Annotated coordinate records
########################################

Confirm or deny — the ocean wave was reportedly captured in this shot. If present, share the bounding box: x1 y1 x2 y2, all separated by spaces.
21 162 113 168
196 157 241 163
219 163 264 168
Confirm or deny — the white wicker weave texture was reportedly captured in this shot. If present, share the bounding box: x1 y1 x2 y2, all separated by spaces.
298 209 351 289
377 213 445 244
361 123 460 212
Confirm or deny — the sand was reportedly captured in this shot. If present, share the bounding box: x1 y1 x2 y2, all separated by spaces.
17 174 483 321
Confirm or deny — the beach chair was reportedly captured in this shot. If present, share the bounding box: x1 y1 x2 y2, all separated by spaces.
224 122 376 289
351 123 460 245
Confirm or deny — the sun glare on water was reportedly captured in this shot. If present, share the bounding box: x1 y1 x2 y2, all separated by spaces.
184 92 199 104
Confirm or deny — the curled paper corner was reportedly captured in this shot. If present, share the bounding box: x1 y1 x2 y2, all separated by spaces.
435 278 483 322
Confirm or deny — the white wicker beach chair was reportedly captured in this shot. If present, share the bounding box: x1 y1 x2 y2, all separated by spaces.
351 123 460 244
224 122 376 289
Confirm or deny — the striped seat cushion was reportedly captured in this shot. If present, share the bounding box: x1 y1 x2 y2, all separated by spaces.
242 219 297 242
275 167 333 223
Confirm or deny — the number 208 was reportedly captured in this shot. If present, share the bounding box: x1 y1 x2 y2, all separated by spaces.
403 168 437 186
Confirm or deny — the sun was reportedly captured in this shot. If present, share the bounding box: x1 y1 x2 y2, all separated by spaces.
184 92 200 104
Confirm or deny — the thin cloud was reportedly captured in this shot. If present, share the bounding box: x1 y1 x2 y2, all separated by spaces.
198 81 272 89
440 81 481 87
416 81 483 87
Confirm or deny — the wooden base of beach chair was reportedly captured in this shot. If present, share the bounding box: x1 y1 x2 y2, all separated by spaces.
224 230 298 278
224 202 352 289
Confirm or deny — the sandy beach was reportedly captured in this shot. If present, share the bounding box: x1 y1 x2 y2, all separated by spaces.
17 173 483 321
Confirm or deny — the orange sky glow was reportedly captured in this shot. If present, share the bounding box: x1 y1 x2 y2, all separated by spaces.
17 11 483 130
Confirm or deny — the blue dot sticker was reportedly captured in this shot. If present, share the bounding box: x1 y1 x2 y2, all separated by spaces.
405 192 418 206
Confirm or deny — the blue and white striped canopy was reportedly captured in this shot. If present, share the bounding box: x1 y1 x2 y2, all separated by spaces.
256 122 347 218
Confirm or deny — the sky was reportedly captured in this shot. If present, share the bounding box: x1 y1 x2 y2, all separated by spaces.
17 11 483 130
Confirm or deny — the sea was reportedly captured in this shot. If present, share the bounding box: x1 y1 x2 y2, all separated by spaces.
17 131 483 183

########################################

### WORK TO BE COMPLETED
Turn every line of the listing above into a numbered list, omitting any blank lines.

### CORRECT RESPONSE
1. Confirm or deny — the ocean wave was reportedly captured in this shot. If present, share the bounding box: x1 y1 x2 y2, all separated by spaces.
2. 21 162 113 168
3. 196 157 241 163
4. 219 163 264 168
5. Confirm or deny — the white wicker weave texture was reportedly captured in this shot. If present, share the bounding box: x1 y1 x2 y2, all separated by spaces.
6. 298 209 351 289
7. 377 213 445 244
8. 361 123 460 212
9. Confirm or deny — the sand was reportedly captured in this shot. If present, share the bounding box: x1 y1 x2 y2, all separated by spaces.
10. 17 174 483 321
11. Confirm or deny — the beach chair was reportedly captured in this shot. If present, share the bounding box: x1 y1 x2 y2, all separated by spaces.
12. 224 122 376 289
13. 351 123 460 245
14. Confirm or deny — the sun glare on water was reportedly captured in this shot. If present, share the bounding box: x1 y1 x2 y2, all separated by spaces.
15. 184 92 199 104
16. Confirm or deny — the curled paper corner was reportedly captured in this shot. If present, share the bounding box: x1 y1 x2 y2, all separated by spaces.
17. 435 278 483 322
18. Confirm or deny — the white wicker beach chair was reportedly captured in this shot. If present, share the bounding box: x1 y1 x2 y2, all separated by spaces.
19. 351 123 460 244
20. 224 122 376 289
21. Confirm or deny — the striped seat cushion was reportedly captured in this shot. If present, share the bounding box: x1 y1 x2 y2, all separated by spaces.
22. 242 219 297 242
23. 275 167 333 223
24. Confirm or deny — the number 208 was reportedly captured in this shot. If present, share the bounding box: x1 y1 x2 y2, all separated by spaces.
25. 403 168 437 186
26. Confirm or deny — the sun was reportedly captured in this shot. If present, share the bounding box: x1 y1 x2 y2, all separated by spaces.
27. 184 92 200 104
28. Confirm or deny — the thin cloud was reportedly captured in this shot. If present, share the bounding box: x1 y1 x2 y2, all separated by spaces.
29. 198 81 272 89
30. 440 81 481 87
31. 416 81 483 87
32. Confirm or deny — the wooden base of beach chair was reportedly captured in this shot. If present, share the bounding box: x1 y1 x2 y2, all separated by spaces.
33. 224 230 298 278
34. 224 202 352 289
35. Confirm or deny — the sandy beach was reportedly captured in this shot. If present, share the bounding box: x1 y1 x2 y2, all separated by spaces.
36. 17 173 483 321
37. Confirm or deny — the orange sky glow was reportedly captured in this shot. If present, share the bounding box: x1 y1 x2 y2, all separated by spaces.
38. 17 11 483 130
39. Confirm or deny — the blue dot sticker was reportedly captured in this shot. If present, share the bounding box: x1 y1 x2 y2, all separated by spaces.
40. 405 192 418 206
41. Confirm or deny — the blue and white striped canopy was reportedly captured in this shot. If present, share the bounding box: x1 y1 x2 y2, all separated by spaces.
42. 256 122 347 218
43. Confirm or deny — the sky was reportedly captured in this shot. If present, share the bounding box: x1 y1 x2 y2, all separated by spaces.
44. 17 11 483 130
45. Confirm or deny — the sea was reportedly captured in this shot. If present, share the bounding box: x1 y1 x2 y2, all separated by spaces.
46. 17 131 483 183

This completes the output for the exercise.